# Work required:
Return exactly the lines that run from the one with "the woman in" to the last line of the entries below, both included, and nothing else.
━━━ Provided records
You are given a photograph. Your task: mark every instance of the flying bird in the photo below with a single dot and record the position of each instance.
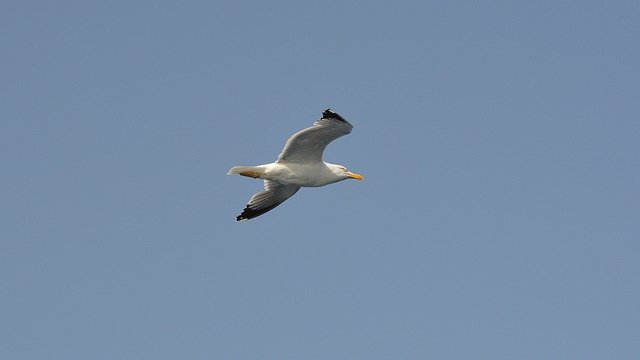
(299, 165)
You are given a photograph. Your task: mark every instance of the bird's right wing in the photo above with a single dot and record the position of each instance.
(306, 146)
(273, 195)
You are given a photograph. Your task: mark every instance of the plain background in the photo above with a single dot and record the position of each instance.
(499, 216)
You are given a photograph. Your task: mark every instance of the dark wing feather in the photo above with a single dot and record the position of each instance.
(273, 195)
(307, 146)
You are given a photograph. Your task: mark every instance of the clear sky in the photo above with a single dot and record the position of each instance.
(499, 217)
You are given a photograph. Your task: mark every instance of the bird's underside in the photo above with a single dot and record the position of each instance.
(299, 164)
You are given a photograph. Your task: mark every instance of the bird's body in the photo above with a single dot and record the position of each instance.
(299, 165)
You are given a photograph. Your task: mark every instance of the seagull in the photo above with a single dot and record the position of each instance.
(299, 165)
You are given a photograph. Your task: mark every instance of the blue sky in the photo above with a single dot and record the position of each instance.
(499, 217)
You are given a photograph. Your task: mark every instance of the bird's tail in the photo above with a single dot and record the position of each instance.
(250, 171)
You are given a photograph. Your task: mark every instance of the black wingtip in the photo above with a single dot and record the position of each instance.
(330, 114)
(249, 213)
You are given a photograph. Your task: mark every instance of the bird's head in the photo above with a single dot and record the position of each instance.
(343, 173)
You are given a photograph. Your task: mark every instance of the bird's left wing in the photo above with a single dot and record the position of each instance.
(307, 146)
(273, 195)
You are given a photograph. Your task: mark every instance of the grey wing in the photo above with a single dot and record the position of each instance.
(307, 146)
(273, 195)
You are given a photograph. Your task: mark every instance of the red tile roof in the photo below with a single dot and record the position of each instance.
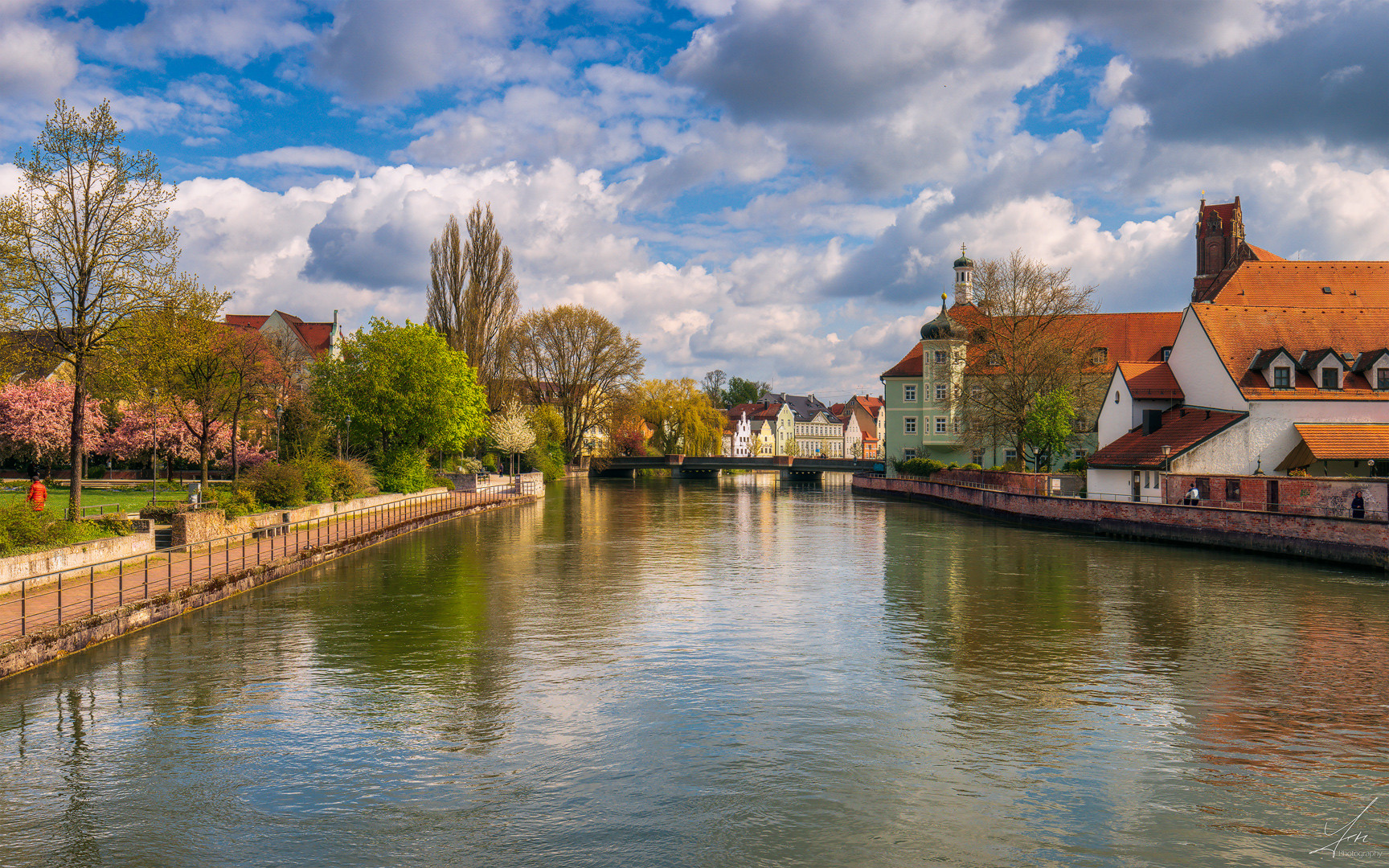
(1150, 381)
(1125, 338)
(1345, 442)
(1281, 282)
(1239, 334)
(1182, 429)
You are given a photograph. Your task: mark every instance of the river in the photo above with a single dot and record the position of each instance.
(731, 673)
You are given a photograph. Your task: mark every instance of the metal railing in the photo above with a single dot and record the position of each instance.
(66, 595)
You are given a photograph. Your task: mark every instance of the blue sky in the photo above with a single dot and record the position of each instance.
(774, 188)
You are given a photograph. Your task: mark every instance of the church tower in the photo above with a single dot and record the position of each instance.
(965, 278)
(1220, 246)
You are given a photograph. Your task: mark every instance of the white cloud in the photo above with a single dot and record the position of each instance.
(307, 156)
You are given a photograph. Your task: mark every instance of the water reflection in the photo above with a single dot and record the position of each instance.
(734, 671)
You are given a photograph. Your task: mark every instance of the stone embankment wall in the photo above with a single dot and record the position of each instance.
(211, 524)
(141, 541)
(40, 648)
(1018, 484)
(1312, 536)
(1297, 495)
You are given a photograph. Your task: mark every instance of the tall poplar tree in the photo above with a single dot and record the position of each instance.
(84, 248)
(473, 296)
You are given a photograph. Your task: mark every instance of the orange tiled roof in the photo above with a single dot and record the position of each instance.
(1150, 381)
(1263, 256)
(1182, 428)
(1301, 284)
(1345, 442)
(1238, 334)
(1125, 338)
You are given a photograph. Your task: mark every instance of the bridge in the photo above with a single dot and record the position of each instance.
(690, 467)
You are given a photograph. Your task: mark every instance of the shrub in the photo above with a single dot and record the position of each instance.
(317, 478)
(406, 471)
(352, 478)
(112, 524)
(236, 502)
(280, 486)
(23, 528)
(917, 467)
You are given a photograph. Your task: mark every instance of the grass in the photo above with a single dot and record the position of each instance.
(129, 499)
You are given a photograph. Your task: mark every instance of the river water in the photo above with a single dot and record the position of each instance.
(731, 673)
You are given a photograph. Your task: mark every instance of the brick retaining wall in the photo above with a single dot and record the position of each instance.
(1330, 539)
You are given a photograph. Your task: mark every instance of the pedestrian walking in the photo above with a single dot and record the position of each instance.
(1194, 496)
(38, 493)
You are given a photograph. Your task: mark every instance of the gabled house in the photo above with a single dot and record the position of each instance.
(295, 342)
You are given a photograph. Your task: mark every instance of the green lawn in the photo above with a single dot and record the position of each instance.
(127, 497)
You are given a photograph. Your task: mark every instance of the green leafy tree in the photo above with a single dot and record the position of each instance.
(403, 387)
(1047, 427)
(744, 391)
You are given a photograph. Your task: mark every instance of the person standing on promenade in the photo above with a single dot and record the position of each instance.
(38, 493)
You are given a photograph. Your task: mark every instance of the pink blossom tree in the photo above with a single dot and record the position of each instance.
(36, 421)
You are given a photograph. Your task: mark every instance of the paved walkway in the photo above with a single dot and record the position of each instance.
(88, 591)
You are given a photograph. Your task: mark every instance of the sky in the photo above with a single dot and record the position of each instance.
(772, 188)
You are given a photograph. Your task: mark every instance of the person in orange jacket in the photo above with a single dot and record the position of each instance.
(38, 493)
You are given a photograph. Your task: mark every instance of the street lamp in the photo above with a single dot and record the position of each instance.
(154, 449)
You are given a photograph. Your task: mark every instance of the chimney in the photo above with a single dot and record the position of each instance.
(1152, 421)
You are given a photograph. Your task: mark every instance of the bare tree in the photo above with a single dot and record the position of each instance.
(473, 296)
(85, 246)
(576, 360)
(1034, 337)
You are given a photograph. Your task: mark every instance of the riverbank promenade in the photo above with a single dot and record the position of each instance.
(82, 595)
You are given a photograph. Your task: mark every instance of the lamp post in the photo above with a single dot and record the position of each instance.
(154, 449)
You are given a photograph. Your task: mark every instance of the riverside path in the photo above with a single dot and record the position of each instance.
(67, 596)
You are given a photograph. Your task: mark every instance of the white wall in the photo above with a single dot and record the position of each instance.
(1199, 370)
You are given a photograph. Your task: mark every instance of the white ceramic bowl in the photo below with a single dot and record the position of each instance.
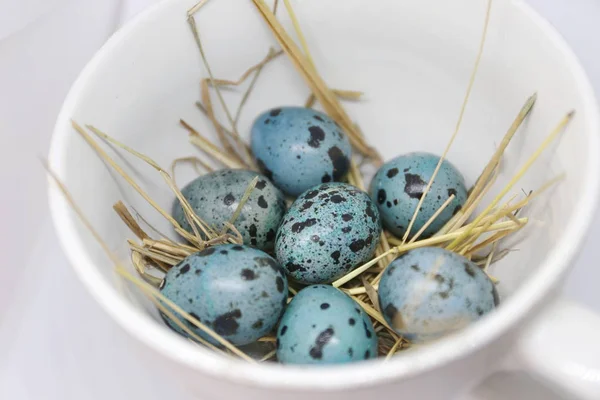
(412, 58)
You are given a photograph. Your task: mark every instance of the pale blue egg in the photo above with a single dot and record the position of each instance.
(399, 184)
(237, 291)
(298, 148)
(214, 198)
(328, 231)
(430, 292)
(322, 325)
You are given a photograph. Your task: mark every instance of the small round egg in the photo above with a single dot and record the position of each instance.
(430, 292)
(237, 291)
(328, 231)
(399, 184)
(298, 148)
(215, 197)
(322, 325)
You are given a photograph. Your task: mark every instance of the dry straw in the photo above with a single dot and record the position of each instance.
(478, 240)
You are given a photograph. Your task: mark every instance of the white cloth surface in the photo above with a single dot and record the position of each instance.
(56, 343)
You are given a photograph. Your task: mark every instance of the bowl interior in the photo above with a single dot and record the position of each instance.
(412, 59)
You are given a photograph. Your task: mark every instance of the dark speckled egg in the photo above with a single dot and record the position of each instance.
(215, 197)
(328, 231)
(399, 184)
(238, 291)
(430, 292)
(299, 148)
(322, 325)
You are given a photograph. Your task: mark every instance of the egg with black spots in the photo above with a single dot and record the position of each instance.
(298, 148)
(322, 325)
(215, 197)
(238, 291)
(431, 292)
(399, 184)
(328, 231)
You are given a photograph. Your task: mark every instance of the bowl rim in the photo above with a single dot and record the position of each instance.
(343, 377)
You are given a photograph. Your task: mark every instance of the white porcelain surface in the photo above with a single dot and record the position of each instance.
(465, 66)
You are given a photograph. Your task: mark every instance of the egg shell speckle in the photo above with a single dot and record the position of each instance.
(399, 184)
(322, 325)
(215, 197)
(430, 292)
(299, 148)
(328, 231)
(238, 291)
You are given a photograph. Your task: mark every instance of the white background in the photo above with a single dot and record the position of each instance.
(55, 342)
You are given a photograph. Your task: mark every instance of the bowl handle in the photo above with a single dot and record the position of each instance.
(560, 350)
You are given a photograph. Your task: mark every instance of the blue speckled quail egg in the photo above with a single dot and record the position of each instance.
(298, 148)
(322, 325)
(215, 197)
(237, 291)
(328, 231)
(399, 184)
(429, 292)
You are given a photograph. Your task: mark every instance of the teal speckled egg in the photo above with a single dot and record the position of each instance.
(215, 197)
(322, 325)
(237, 291)
(430, 292)
(299, 148)
(328, 231)
(399, 184)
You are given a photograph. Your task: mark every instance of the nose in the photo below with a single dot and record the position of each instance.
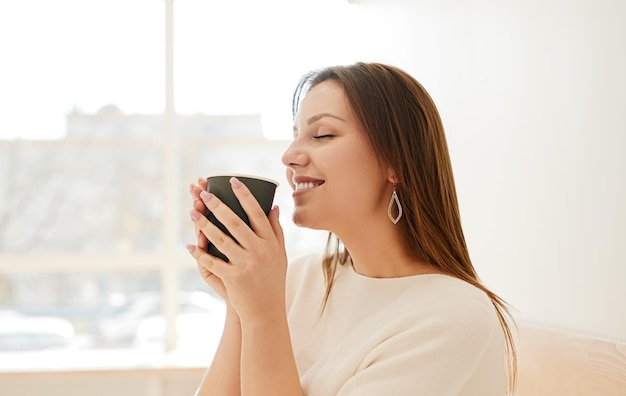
(294, 155)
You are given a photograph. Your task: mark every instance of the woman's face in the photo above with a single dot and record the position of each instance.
(338, 183)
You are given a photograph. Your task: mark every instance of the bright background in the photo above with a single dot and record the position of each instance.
(531, 93)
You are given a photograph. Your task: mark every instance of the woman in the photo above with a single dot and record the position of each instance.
(394, 307)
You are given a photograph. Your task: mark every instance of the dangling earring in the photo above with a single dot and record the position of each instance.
(394, 199)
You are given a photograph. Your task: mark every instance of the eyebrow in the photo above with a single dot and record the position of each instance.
(318, 117)
(322, 115)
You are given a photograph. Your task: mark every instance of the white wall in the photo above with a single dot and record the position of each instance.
(533, 97)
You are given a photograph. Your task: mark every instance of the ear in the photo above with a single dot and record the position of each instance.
(391, 176)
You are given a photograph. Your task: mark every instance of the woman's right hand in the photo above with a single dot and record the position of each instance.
(213, 281)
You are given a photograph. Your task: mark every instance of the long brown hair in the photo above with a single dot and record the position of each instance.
(406, 131)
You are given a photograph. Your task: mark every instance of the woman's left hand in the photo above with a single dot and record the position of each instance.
(254, 277)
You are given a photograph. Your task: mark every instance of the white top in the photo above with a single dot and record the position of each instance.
(422, 335)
━━━━━━
# Result for this exercise:
You are given a photograph. Your task: mark every instance of the woman in the photo above with a single dot and record the position of each instance.
(394, 307)
You are given a photograph. Your task: mark every instance of the dangling earring in the photo above with a single dot and record the position of each instance.
(394, 199)
You are given a photograph. Your task: mark every instance of the eyebrow in the photo above with a single dot and record the position of each instance.
(318, 117)
(322, 115)
You are given a photograph. Your task: mark every instance of the white wall in the photo above with a single dot and record the position of each instance.
(533, 97)
You are given a photograph. Your task: mark every instance of the ear in the photo above with a single dot and record the position of each instance.
(391, 176)
You are given a photograph. Your task: mark every instance of the woman's right hand in the photo above with a single dot and record the position of each instance.
(213, 281)
You are given a photograph. Your task: mark every instance of the long brown hair in the photo above with a single dot and record the position of each instance.
(406, 131)
You are given a photograph. Your task: mark every instance of the woman's left hand in the photo above with a single dot and record the position of each instance.
(254, 277)
You are given a photograph. Your task: mark every instance of the white top in the photo above with a single dot and record the position of each instance.
(422, 335)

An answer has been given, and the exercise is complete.